**Instructions to follow**
Reproduce the material from the line containing "Every <instance> should" through the line containing "box: [9, 0, 598, 138]", inclusive, substituting "cues" for "prompts" and leaving all else unchanged.

**Data to use**
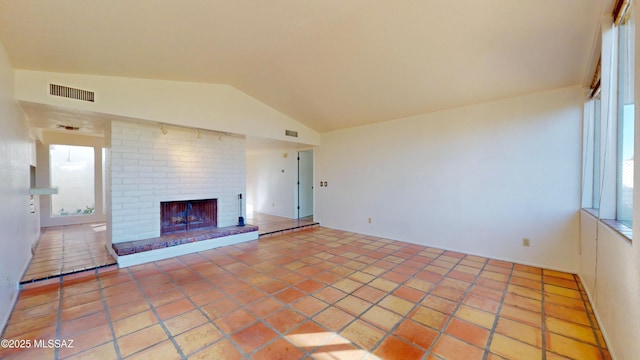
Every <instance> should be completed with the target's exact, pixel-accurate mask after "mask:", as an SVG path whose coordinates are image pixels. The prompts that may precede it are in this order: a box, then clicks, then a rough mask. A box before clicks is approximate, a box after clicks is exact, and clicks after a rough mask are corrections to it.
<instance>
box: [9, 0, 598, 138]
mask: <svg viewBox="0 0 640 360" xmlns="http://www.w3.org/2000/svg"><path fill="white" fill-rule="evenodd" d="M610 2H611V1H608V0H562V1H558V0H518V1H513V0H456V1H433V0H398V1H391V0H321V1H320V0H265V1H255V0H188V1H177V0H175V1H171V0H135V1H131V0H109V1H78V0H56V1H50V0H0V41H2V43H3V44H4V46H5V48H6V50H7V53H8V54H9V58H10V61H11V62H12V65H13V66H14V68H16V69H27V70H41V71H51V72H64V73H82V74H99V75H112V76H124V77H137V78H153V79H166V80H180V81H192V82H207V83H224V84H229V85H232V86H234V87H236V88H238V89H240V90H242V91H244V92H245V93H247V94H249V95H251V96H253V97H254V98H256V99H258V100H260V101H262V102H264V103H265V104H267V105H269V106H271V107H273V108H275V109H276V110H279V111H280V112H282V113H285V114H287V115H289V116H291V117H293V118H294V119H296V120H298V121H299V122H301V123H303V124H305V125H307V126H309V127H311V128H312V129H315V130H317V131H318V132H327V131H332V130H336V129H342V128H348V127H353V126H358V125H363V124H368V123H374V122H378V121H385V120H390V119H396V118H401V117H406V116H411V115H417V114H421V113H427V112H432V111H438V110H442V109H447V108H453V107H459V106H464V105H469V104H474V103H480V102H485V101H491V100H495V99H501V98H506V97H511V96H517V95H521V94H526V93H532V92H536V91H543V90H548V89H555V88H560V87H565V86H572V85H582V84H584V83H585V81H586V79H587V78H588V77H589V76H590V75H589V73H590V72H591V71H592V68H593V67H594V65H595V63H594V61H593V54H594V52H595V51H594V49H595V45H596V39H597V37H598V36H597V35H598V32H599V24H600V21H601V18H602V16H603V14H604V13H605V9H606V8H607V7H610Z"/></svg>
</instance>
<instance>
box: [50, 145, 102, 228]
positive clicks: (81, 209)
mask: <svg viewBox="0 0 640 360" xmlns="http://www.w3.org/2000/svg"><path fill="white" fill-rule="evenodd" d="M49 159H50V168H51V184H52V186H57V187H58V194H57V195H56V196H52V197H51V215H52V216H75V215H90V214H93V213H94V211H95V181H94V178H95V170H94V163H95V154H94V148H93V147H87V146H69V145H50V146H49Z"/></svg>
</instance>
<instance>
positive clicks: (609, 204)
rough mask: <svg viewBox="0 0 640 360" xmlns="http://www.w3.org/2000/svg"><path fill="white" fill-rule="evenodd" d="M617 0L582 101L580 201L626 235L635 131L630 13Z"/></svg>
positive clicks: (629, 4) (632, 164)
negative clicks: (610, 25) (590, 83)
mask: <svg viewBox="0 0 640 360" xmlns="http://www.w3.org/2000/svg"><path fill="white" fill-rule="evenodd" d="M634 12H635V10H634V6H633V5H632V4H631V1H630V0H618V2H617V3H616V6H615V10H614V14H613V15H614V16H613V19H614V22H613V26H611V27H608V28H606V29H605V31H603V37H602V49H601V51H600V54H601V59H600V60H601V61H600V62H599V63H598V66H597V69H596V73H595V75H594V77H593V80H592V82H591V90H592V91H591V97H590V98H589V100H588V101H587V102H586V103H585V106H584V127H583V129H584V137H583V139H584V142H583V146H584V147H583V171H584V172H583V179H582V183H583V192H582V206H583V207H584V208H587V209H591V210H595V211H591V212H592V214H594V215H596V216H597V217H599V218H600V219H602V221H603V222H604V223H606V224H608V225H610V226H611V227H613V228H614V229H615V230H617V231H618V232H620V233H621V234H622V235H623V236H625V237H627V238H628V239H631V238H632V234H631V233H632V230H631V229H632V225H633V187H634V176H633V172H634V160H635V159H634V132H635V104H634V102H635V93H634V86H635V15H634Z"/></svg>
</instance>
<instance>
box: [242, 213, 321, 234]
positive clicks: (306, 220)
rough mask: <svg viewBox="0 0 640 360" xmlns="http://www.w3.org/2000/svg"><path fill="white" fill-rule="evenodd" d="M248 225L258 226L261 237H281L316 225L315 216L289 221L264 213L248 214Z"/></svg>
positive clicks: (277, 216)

* * *

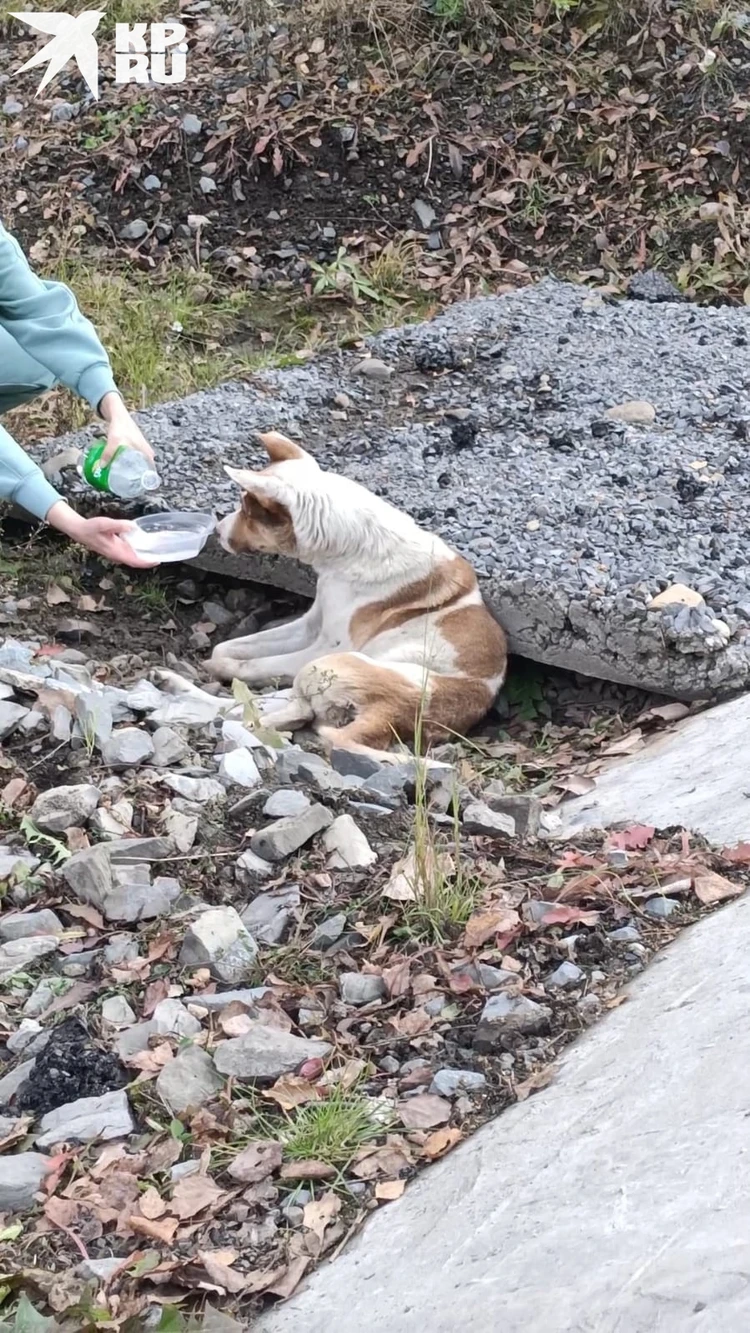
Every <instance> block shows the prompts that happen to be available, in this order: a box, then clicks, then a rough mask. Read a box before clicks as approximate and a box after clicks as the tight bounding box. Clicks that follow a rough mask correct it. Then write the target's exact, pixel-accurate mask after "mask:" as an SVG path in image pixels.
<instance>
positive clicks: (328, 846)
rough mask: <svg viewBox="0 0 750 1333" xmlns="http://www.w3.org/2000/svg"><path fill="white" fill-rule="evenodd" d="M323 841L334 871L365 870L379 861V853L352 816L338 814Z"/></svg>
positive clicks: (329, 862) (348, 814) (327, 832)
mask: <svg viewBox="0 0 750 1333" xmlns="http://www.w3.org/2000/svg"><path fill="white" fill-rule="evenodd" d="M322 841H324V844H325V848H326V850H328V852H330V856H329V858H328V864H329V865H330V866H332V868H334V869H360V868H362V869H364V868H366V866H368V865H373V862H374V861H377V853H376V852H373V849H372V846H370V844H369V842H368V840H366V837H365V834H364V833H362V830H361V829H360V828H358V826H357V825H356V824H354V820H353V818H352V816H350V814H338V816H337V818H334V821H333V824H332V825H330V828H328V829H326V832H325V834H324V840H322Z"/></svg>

**Reply**
Every <instance> should be completed with the target's exact, pixel-accurate mask after "mask:", as an SVG path whose coordinates are image pixels. The cues that may precede it are in this order: a box, then clicks, then a rough mask. A box before clicks is approximate, a box after clicks is exact, and clicks after a rough mask are corrections to it.
<instance>
box: [9, 0, 598, 138]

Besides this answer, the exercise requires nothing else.